### What to produce
Reproduce word for word the passage of the article on R. Kelly's jail release request that opens with the words "On Thursday (Mar" and closes with "his legal team.".

### Text segment
R. Kelly fears he'll catch coronavirus in jail and seeks immediate release
27 March 2020, 17:22
Singer R. Kelly has requested to be released from jail after fears of contracting the coronavirus.
R. Kelly has filed a motion to be released from Chicago Metropolitan Correctional Center on bond, due to his coronavirus concerns.
On Thursday (Mar 16) he 53-year-old singer filed the motion through his attorney Steven Greenberg, asking for his release as he awaits his next trial later this year.
According to Complex, the "Bump 'N Grind" singer claimed that he cannot remain at Chicago MCC, especially since he is "within the group of people the Centers for Disease Control and Prevention has categorized as most-at-risk for contracting COVID-19".
In the court documents, Greenberg refers to the Bail Reform Act, which allows for the "temporary release" of a person in pretrial custody if it's deemed necessary "for preparation of the person's defense or for another compelling reason".
Kelly's lawyer has put forward both scenarios as being possible means for the singer to get released.
Greenerg also revealed that the coronavirus outbreak has made it difficult for the pair to meet with his legal team.

### Excerpted data
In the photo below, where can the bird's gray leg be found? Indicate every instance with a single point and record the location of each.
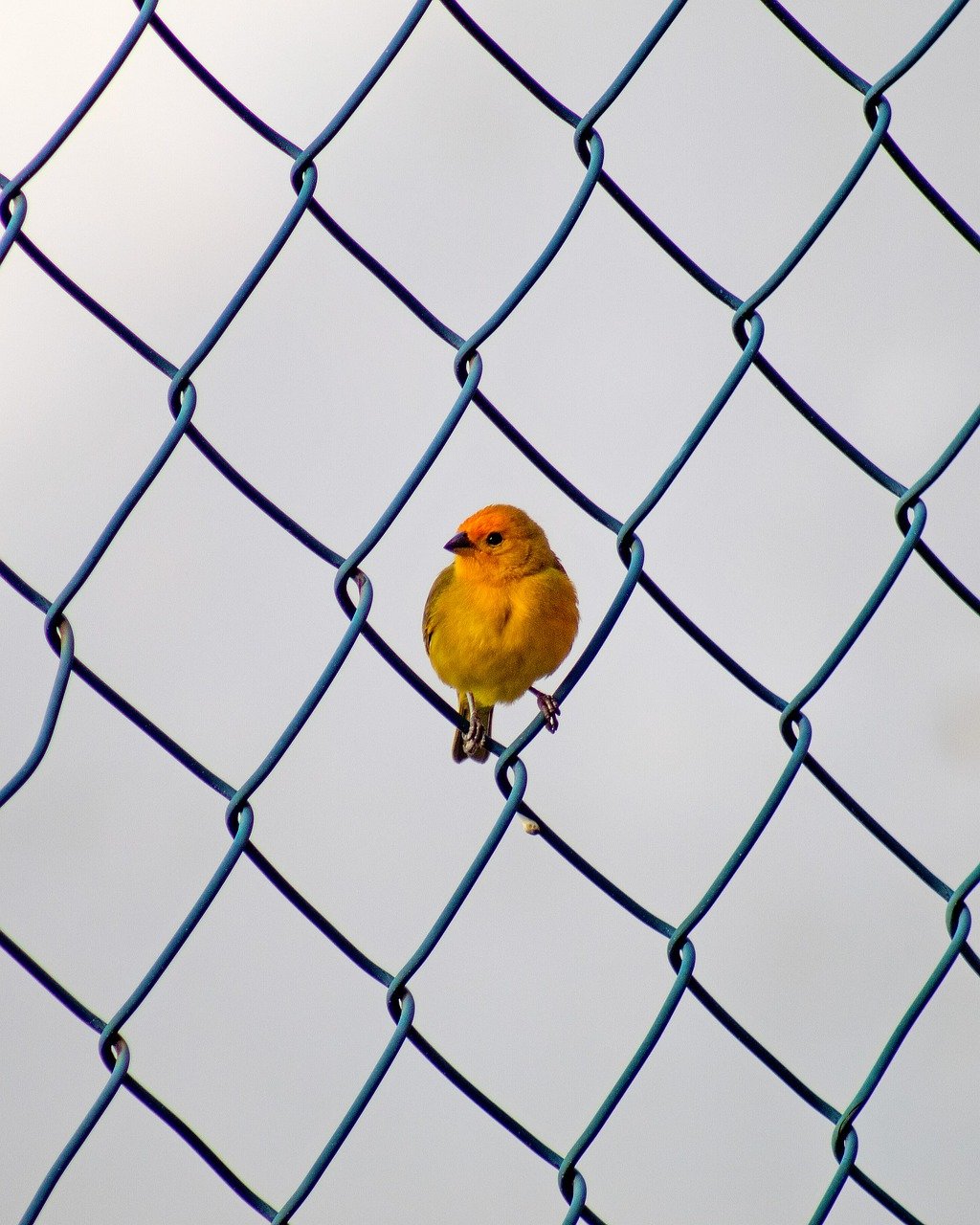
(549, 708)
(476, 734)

--

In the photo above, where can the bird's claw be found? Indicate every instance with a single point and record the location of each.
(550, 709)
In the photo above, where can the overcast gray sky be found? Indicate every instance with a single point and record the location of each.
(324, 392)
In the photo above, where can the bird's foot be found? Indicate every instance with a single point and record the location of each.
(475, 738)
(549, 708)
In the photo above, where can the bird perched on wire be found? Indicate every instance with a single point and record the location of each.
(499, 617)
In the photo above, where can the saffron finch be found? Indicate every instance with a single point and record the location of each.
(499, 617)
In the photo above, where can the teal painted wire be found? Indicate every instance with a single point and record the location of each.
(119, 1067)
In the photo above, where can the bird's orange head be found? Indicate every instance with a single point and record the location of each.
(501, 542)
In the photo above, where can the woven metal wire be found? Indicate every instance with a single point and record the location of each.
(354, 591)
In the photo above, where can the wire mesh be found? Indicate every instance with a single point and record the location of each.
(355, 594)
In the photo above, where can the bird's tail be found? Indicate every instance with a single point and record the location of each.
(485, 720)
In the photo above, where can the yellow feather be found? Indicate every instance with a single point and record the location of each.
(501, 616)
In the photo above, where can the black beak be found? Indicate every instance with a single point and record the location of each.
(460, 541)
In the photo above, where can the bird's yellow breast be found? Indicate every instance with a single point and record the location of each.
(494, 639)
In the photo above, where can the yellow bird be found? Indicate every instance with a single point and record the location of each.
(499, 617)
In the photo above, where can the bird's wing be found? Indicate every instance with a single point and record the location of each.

---

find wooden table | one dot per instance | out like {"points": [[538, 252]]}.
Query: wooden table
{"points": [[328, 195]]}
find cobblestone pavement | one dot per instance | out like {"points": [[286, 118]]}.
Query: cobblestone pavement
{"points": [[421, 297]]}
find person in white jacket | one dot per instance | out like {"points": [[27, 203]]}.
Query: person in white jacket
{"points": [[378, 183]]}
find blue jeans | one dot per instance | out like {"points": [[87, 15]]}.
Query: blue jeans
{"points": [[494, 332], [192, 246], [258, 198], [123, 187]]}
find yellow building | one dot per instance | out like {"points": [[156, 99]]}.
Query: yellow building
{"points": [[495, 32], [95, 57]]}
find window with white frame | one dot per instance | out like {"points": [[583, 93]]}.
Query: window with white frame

### Response to the task
On Thursday (Mar 16) he 53-year-old singer filed the motion through his attorney Steven Greenberg, asking for his release as he awaits his next trial later this year.
According to Complex, the "Bump 'N Grind" singer claimed that he cannot remain at Chicago MCC, especially since he is "within the group of people the Centers for Disease Control and Prevention has categorized as most-at-risk for contracting COVID-19".
In the court documents, Greenberg refers to the Bail Reform Act, which allows for the "temporary release" of a person in pretrial custody if it's deemed necessary "for preparation of the person's defense or for another compelling reason".
Kelly's lawyer has put forward both scenarios as being possible means for the singer to get released.
Greenerg also revealed that the coronavirus outbreak has made it difficult for the pair to meet with his legal team.